--- START MATERIALS PROVIDED ---

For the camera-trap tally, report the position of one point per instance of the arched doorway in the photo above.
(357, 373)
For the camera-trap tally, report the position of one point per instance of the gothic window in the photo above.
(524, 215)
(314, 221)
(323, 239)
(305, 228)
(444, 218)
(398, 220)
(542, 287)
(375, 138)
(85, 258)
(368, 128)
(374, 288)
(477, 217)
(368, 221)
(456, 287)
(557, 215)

--- END MATERIALS PROVIDED ---

■ GIVEN REQUEST
Quote every one of the items above word for word, changing nothing.

■ SOLUTION FOR THIS TASK
For the camera-trap tally, report the position of one point per instance of the arched doorway in the photo above.
(357, 373)
For the camera-trap tally, report the position of one point per instance of the gothic window in the photo above.
(524, 215)
(314, 221)
(323, 239)
(305, 228)
(444, 218)
(398, 220)
(542, 287)
(375, 138)
(85, 258)
(368, 128)
(374, 288)
(477, 217)
(368, 221)
(456, 287)
(557, 215)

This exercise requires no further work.